Description of the task - Write out every line of the items that follow as a JSON list of strings, one string per line, omitting blank lines. Leave the pictures out of your answer.

------------------------

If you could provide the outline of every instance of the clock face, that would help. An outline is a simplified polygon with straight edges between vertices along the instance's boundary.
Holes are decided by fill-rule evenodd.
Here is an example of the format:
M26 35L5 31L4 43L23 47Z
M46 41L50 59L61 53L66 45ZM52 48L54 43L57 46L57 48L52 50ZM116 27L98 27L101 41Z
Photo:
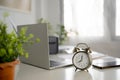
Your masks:
M90 67L91 59L87 53L79 52L73 56L73 64L76 68L84 70Z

------------------------

Exercise solution -
[
  "If you could provide the outline of every instance of the clock face, that would help. An outline is a simplified polygon with straight edges between vertices along the instance's boundary.",
  "Holes are decided by fill-rule evenodd.",
  "Here is an example of the format:",
  "M26 35L5 31L4 43L23 47Z",
  "M46 41L50 59L61 53L66 45ZM52 48L54 43L57 46L57 48L52 50ZM116 27L98 27L101 41Z",
  "Photo:",
  "Your masks:",
  "M90 67L91 59L87 53L79 52L73 56L73 64L76 68L84 70Z"
]